Воспроизведите без изменений часть фрагмента текста начиная со слов «Кстати, вы знаете, что» и заканчивая словами «купили мне пианино.» включительно.

▶ [ФРАГМЕНТ ТЕКСТА]:
_____
Кстати, вы знаете, что колокольный звон тоже исцеляет? В старину во время эпидемий его вибрации останавливали и уничтожали бактерии холеры и даже чумы. Однажды, уже меня, в обитель привезли мужчину чуть ли не в предъинсультном состоянии – уже сознание было потерял, так замучила гипертония. Его регулярно помещали под звонящий колокол – и давление у больного нормализовалось.

–  Как у вас пробудился дар художника-иконописца?

–   Месяцев через семь, уже в обители, когда стала себя чувствовать хорошо, во мне пробудилась потребность чем-то заниматься. По своей натуре я была ребенком деятельным. Когда-то, в классе во втором, сама пошла и записалась в музыкальную школу по классу фортепиано. Родители были в шоке, когда им позвонили из школы. Но согласились и купили мне пианино.
_____
▶ [ДАННЫЕ УПРАЖНЕНИЯ]:

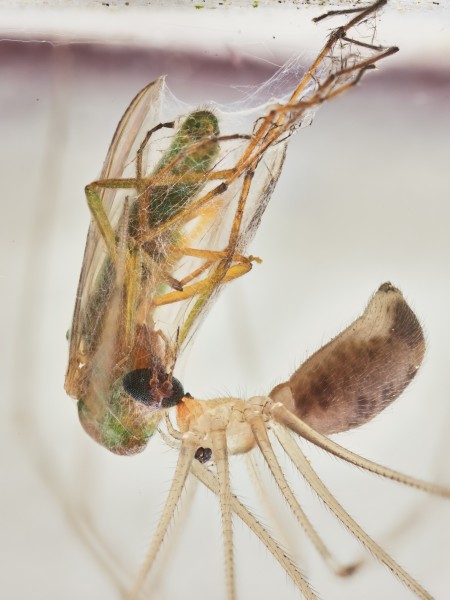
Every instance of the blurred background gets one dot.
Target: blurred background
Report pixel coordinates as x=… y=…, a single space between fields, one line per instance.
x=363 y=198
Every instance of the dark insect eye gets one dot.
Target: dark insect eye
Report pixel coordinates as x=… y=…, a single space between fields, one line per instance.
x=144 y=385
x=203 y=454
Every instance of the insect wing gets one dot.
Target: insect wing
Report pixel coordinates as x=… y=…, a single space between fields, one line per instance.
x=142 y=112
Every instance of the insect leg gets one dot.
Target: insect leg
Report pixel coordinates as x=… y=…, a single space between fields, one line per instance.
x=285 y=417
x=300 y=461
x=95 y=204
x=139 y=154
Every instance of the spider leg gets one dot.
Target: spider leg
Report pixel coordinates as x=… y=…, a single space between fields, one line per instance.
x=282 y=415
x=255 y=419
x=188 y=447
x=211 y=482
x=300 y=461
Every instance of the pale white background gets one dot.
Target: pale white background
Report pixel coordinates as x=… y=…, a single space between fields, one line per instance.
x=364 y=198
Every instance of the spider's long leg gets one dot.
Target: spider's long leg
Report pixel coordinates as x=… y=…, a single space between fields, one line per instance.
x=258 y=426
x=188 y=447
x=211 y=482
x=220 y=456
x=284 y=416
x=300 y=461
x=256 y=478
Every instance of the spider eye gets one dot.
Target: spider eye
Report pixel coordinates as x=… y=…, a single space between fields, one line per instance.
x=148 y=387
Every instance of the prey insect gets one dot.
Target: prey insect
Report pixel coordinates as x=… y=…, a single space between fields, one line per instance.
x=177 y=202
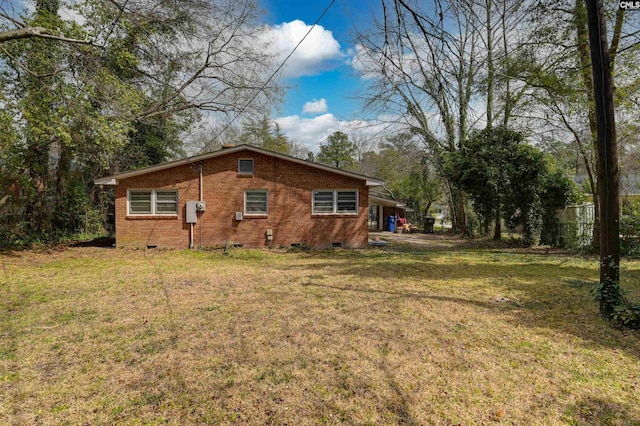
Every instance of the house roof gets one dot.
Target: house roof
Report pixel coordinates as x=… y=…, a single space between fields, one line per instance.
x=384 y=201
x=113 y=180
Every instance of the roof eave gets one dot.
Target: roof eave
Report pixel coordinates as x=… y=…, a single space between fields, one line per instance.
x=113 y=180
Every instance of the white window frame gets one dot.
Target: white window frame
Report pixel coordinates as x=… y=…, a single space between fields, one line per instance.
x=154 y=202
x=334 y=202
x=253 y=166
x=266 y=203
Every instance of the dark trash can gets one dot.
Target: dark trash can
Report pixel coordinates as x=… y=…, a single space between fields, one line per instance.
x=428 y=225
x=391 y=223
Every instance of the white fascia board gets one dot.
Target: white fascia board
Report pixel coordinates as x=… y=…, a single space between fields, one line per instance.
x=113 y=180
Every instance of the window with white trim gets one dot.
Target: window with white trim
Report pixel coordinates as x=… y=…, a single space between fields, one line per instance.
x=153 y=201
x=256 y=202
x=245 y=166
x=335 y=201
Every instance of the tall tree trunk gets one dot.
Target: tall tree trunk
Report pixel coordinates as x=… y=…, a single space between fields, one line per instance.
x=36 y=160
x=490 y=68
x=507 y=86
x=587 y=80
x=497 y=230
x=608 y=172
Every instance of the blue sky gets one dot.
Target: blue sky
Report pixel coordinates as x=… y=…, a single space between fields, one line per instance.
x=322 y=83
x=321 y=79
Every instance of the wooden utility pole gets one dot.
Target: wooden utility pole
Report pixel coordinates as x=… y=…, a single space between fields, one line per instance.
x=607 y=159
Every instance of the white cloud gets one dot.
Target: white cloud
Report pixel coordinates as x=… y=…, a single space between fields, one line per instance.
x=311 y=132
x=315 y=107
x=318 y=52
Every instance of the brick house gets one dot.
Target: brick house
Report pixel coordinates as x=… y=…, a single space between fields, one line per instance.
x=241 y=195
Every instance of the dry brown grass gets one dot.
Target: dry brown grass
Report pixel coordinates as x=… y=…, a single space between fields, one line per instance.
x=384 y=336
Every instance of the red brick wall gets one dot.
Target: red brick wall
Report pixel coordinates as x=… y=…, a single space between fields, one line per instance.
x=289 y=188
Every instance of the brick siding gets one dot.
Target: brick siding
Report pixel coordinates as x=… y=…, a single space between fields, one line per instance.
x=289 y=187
_____
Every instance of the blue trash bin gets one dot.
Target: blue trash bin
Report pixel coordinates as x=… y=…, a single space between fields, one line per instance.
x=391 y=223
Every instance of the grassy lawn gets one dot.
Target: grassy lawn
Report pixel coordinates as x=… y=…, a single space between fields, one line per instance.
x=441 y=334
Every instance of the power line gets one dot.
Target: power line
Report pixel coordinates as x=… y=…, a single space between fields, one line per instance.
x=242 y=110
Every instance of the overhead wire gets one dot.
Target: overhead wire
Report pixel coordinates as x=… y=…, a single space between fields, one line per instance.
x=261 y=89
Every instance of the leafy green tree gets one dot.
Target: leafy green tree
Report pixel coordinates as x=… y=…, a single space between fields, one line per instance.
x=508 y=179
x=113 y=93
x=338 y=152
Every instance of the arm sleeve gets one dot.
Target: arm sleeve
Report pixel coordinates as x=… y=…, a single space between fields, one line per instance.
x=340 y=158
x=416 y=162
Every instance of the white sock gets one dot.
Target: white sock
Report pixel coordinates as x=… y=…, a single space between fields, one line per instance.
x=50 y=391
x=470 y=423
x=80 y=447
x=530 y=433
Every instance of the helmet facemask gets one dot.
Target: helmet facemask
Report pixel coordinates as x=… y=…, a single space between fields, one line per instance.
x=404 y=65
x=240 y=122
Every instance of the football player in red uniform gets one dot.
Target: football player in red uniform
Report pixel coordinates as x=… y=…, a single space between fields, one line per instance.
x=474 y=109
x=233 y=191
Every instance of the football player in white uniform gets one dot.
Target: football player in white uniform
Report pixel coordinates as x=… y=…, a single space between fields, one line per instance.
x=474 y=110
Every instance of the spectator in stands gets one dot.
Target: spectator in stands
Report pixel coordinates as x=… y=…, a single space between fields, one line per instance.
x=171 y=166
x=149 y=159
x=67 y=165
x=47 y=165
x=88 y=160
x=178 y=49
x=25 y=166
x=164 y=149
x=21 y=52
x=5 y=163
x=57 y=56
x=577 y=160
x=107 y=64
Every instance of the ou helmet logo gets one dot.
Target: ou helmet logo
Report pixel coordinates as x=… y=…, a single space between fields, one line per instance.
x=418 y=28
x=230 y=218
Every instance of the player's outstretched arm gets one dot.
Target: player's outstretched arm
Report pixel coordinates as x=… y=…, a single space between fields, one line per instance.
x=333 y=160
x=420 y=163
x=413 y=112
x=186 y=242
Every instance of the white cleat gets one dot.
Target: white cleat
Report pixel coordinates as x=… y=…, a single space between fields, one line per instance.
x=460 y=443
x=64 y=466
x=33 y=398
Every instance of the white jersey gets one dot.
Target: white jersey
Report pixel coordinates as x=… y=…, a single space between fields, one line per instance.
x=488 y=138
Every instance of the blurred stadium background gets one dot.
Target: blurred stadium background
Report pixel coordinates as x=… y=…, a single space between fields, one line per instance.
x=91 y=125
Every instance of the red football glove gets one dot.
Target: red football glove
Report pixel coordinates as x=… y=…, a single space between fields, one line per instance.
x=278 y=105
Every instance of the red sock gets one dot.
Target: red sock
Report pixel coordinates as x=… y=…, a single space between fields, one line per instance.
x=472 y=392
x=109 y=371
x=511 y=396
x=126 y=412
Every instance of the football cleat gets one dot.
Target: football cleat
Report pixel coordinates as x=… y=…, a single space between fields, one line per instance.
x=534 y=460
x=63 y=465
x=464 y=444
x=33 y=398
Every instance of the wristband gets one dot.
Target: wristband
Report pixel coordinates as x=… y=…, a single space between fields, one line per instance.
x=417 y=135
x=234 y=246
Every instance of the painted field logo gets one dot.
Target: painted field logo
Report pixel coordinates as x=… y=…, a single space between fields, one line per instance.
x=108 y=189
_____
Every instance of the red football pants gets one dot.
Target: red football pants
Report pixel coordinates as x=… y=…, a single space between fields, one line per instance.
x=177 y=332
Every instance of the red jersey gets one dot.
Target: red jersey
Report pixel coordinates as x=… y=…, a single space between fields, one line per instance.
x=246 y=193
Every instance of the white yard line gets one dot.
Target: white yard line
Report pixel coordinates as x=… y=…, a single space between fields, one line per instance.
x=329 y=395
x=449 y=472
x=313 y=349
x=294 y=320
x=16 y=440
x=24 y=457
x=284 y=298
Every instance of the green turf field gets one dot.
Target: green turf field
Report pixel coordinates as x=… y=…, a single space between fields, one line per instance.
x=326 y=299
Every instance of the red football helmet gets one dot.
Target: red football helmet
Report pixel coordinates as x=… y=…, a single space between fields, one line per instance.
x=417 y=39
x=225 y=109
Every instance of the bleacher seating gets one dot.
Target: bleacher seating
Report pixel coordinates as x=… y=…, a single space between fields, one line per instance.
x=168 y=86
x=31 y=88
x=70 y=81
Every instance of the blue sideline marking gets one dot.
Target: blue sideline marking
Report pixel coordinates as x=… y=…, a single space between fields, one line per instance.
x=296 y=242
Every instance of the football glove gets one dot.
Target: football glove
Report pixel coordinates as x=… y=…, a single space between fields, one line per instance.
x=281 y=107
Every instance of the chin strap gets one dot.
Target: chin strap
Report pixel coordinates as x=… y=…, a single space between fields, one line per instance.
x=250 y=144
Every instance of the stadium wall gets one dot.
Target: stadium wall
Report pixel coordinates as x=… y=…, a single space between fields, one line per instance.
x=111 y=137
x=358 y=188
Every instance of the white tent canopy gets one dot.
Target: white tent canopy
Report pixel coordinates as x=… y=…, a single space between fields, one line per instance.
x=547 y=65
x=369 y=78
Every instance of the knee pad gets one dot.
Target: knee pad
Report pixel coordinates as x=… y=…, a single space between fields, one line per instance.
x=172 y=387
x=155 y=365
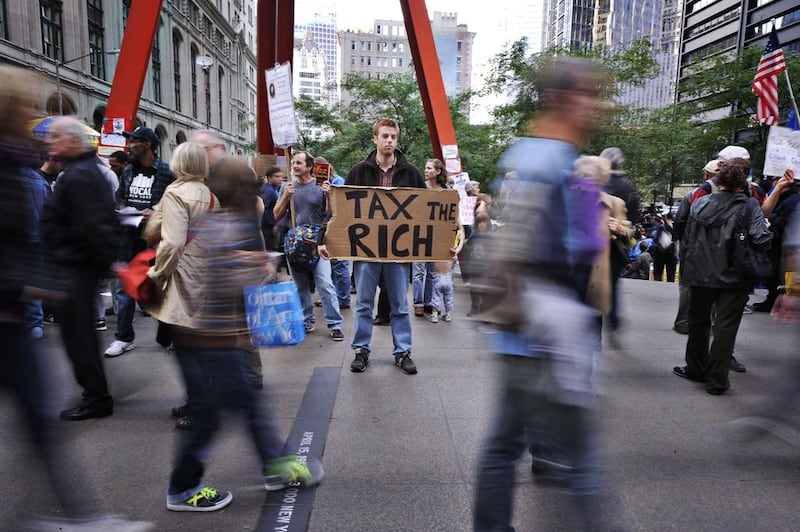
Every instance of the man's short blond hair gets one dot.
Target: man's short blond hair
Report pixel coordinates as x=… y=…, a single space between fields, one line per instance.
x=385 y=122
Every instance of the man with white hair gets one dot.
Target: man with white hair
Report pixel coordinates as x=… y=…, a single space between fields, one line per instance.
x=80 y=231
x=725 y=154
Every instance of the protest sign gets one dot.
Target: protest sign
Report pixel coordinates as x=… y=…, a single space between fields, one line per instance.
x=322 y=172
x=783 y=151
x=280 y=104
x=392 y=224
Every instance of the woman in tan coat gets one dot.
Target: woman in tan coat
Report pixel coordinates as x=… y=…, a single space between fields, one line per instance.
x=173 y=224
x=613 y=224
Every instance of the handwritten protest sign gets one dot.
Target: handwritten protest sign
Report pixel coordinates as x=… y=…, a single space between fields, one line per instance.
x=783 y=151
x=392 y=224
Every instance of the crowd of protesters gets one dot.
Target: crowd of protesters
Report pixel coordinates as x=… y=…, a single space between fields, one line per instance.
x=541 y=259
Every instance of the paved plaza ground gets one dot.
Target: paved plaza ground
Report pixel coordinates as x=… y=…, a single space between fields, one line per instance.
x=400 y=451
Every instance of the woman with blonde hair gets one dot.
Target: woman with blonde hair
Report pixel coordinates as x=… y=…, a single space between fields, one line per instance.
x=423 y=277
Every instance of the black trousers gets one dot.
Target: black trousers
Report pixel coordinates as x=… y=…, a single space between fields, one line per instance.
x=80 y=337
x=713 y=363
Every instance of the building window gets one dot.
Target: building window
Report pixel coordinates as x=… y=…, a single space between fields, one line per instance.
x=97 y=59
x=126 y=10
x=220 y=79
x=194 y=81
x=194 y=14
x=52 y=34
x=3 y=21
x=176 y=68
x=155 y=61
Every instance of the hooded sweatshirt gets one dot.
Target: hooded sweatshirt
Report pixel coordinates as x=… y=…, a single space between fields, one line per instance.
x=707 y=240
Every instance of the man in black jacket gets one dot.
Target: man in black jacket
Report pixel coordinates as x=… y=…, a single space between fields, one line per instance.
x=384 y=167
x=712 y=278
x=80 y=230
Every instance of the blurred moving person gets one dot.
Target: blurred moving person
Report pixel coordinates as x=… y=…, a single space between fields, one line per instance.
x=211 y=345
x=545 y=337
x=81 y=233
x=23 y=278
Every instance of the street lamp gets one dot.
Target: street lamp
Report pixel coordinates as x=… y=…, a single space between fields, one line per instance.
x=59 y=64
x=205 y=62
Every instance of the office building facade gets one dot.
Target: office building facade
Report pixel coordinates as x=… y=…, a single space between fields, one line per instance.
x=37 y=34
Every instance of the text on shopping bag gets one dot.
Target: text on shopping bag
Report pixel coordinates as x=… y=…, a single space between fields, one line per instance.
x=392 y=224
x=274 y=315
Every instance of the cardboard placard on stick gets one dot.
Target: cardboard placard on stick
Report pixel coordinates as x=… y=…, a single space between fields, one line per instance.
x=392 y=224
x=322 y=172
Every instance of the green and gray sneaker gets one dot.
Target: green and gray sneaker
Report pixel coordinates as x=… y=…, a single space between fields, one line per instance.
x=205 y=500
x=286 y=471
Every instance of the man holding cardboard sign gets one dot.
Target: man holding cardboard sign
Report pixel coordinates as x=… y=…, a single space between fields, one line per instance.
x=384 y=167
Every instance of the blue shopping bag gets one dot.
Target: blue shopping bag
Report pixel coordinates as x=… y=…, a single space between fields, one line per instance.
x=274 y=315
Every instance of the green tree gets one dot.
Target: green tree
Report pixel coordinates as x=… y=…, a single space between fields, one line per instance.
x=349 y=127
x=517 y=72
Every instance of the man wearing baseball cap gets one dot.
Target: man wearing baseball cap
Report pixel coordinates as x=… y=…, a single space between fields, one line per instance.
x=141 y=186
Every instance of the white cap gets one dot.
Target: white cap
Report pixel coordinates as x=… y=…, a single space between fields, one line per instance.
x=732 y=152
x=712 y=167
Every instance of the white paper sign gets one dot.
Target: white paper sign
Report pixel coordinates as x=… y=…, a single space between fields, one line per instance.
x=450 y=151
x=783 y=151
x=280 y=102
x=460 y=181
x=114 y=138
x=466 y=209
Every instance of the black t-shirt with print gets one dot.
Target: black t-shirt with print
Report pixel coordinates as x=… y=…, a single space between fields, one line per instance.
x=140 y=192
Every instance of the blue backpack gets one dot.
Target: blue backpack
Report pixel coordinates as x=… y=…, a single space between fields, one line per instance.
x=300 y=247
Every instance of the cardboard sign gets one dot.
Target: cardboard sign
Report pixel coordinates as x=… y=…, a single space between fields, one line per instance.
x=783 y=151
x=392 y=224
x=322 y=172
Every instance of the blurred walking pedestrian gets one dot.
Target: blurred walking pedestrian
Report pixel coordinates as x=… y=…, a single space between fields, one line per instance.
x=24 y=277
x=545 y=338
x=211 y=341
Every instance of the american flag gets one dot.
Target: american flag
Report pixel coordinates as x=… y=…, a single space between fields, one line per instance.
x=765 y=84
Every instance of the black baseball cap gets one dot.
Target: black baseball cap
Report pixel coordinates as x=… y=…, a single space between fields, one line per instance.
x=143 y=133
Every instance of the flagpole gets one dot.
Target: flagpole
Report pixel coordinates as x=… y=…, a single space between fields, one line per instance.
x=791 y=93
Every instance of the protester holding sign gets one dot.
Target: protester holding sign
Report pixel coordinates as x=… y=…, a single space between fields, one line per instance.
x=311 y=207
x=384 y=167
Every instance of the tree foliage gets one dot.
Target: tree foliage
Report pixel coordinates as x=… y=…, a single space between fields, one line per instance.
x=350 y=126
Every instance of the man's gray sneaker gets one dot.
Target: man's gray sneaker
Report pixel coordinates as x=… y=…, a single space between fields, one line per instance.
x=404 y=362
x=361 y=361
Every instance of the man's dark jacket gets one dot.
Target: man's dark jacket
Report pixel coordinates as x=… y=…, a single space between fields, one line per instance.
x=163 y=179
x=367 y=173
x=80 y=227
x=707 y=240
_____
▶ [РЕЗУЛЬТАТ]:
Кстати, вы знаете, что колокольный звон тоже исцеляет? В старину во время эпидемий его вибрации останавливали и уничтожали бактерии холеры и даже чумы. Однажды, уже меня, в обитель привезли мужчину чуть ли не в предъинсультном состоянии – уже сознание было потерял, так замучила гипертония. Его регулярно помещали под звонящий колокол – и давление у больного нормализовалось.

–  Как у вас пробудился дар художника-иконописца?

–   Месяцев через семь, уже в обители, когда стала себя чувствовать хорошо, во мне пробудилась потребность чем-то заниматься. По своей натуре я была ребенком деятельным. Когда-то, в классе во втором, сама пошла и записалась в музыкальную школу по классу фортепиано. Родители были в шоке, когда им позвонили из школы. Но согласились и купили мне пианино.